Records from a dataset
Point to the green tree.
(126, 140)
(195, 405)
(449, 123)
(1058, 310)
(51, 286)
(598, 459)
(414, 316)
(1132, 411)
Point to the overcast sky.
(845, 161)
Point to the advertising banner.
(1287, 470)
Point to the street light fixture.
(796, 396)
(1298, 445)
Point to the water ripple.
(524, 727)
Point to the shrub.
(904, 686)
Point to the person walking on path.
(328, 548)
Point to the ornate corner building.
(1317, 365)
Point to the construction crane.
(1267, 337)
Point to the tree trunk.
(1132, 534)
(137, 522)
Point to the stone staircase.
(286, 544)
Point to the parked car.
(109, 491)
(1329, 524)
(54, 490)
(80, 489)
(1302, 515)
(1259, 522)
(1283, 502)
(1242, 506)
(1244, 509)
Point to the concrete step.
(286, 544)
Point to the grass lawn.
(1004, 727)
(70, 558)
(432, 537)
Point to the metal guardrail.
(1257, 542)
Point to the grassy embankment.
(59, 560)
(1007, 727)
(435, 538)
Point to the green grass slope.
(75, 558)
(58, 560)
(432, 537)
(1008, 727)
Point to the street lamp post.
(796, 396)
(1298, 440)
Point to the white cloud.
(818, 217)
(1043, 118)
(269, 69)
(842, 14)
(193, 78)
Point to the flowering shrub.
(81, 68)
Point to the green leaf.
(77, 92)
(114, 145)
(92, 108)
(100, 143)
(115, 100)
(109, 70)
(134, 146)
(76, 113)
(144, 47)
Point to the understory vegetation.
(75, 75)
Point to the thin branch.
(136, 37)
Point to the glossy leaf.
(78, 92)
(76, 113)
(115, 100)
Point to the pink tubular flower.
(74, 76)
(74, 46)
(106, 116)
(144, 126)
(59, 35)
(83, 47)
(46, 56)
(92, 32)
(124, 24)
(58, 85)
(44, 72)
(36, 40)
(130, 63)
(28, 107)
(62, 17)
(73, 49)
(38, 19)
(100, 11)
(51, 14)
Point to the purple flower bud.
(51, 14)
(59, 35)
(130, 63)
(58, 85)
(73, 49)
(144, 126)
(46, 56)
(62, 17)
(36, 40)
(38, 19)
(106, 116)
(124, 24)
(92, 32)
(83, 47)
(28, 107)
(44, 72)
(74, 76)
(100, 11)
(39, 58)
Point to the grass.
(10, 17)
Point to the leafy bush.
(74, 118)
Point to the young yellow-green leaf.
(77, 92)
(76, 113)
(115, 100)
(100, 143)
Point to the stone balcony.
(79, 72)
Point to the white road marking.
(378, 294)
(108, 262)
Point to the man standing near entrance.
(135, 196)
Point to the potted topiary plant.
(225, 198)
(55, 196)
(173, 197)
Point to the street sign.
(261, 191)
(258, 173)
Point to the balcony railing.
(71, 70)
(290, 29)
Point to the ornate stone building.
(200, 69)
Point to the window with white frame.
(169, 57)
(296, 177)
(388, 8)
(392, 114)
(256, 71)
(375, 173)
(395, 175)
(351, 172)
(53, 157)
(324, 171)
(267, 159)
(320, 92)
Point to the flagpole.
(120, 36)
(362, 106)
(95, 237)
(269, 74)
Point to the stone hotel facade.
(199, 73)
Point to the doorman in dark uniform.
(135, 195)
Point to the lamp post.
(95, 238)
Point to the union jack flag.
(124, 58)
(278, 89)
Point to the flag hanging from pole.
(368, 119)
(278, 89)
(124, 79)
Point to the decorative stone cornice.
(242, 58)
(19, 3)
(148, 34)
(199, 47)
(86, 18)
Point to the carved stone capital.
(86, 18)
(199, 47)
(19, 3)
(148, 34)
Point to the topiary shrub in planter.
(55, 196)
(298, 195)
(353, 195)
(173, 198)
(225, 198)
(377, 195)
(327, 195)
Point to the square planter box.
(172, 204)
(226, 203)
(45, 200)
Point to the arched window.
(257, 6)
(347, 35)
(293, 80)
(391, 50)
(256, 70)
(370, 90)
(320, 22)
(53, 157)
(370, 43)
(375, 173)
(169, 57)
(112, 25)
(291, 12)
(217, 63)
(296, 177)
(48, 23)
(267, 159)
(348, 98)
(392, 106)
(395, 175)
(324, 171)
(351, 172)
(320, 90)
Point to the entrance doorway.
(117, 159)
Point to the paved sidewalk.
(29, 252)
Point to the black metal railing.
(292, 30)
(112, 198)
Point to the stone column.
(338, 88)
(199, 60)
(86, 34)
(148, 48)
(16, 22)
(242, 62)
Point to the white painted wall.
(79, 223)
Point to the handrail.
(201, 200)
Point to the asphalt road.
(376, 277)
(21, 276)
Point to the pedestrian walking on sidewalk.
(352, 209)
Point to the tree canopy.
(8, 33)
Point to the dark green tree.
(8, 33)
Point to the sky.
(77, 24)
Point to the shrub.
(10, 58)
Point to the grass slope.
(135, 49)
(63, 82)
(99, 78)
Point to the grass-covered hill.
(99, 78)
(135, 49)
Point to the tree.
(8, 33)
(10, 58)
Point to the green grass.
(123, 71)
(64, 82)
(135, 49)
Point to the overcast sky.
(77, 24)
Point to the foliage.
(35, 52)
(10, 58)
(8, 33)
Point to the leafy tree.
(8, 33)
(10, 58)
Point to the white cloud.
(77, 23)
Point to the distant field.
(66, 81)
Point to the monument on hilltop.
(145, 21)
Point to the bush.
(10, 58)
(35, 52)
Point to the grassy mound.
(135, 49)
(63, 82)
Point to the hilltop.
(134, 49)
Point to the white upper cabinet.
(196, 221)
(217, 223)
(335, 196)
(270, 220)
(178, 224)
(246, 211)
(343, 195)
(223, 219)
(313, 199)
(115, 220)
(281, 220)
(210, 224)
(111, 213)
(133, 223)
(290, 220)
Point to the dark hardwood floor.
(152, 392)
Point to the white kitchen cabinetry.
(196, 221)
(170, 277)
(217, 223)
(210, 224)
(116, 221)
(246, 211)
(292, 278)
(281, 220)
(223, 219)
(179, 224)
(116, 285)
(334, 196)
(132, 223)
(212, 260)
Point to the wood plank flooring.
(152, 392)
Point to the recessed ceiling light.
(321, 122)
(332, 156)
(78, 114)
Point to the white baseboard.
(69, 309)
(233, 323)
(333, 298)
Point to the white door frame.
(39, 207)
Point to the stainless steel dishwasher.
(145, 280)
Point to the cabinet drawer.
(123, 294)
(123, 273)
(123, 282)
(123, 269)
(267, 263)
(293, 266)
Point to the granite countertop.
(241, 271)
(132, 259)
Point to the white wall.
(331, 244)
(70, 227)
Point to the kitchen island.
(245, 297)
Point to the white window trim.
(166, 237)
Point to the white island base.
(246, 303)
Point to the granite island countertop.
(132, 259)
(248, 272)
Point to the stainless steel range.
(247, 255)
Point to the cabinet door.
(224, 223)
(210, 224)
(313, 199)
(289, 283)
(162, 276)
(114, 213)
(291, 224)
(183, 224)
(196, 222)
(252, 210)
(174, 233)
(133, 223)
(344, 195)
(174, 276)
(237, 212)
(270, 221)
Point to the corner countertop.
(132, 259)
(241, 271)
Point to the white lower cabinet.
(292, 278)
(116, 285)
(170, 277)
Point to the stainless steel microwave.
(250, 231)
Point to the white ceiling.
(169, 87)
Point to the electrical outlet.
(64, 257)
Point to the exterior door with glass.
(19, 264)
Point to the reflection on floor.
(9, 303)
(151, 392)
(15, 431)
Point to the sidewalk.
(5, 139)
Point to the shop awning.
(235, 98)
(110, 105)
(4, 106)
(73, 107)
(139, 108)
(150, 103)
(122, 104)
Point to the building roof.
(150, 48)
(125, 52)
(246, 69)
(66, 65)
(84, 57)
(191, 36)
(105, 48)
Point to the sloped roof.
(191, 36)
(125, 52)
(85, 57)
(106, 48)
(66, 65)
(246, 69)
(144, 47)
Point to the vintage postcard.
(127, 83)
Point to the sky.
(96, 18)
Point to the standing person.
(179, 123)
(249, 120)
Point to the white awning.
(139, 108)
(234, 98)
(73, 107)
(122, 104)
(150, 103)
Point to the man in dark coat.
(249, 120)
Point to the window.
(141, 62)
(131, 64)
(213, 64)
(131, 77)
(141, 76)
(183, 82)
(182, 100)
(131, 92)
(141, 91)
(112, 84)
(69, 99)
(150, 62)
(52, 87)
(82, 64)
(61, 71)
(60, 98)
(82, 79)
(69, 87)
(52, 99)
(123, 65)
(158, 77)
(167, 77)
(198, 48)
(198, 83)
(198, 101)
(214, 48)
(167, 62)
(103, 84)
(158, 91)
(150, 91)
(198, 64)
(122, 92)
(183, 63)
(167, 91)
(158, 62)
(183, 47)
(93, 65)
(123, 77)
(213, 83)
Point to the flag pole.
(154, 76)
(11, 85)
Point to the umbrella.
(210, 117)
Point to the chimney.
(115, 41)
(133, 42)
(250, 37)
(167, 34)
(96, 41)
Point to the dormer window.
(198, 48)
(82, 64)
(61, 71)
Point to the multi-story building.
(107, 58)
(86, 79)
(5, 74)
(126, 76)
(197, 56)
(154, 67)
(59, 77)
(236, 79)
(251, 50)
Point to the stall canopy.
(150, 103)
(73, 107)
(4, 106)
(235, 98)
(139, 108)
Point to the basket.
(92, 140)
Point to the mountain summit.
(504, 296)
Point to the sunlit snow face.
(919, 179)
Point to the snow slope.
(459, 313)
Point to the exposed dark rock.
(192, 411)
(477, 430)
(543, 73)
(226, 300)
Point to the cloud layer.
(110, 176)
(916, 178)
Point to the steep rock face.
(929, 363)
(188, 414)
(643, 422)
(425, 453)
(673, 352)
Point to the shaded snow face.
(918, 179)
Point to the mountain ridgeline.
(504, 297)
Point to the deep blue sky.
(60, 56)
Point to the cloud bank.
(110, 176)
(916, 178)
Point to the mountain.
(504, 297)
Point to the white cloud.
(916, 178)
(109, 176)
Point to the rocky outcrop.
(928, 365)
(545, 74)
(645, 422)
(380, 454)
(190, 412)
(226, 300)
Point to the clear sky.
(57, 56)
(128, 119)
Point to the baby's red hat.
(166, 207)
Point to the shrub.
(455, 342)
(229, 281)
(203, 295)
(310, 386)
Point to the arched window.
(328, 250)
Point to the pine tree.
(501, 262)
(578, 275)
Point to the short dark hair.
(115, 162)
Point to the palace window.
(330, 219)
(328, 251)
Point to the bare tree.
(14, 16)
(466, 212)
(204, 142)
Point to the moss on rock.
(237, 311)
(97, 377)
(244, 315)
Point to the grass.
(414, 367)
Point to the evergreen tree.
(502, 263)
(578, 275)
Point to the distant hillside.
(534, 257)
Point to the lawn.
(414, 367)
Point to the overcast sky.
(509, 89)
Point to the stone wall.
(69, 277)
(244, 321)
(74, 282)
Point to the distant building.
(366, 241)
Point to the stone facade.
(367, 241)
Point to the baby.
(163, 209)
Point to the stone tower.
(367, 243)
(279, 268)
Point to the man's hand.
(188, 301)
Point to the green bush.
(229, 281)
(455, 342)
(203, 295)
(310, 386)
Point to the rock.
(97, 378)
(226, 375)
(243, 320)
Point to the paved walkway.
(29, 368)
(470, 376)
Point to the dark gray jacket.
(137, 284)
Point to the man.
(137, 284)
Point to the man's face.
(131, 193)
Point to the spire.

## Written request
Using the material above, extract the line that contains "Point to the distant hillside." and every line after it, exactly as given; stop at the last line.

## Full solution
Point to the distant hillside.
(534, 257)
Point to the lawn.
(414, 367)
Point to the overcast sky.
(509, 89)
Point to the stone wall.
(69, 277)
(244, 321)
(74, 282)
Point to the distant building.
(366, 241)
Point to the stone facade.
(367, 241)
Point to the baby.
(163, 209)
Point to the stone tower.
(367, 243)
(279, 268)
Point to the man's hand.
(188, 301)
Point to the green bush.
(229, 281)
(455, 342)
(203, 295)
(310, 386)
Point to the rock.
(97, 378)
(226, 375)
(243, 320)
Point to the paved walkway.
(29, 368)
(470, 376)
Point to the dark gray jacket.
(137, 284)
Point to the man.
(137, 284)
Point to the man's face.
(131, 193)
Point to the spire.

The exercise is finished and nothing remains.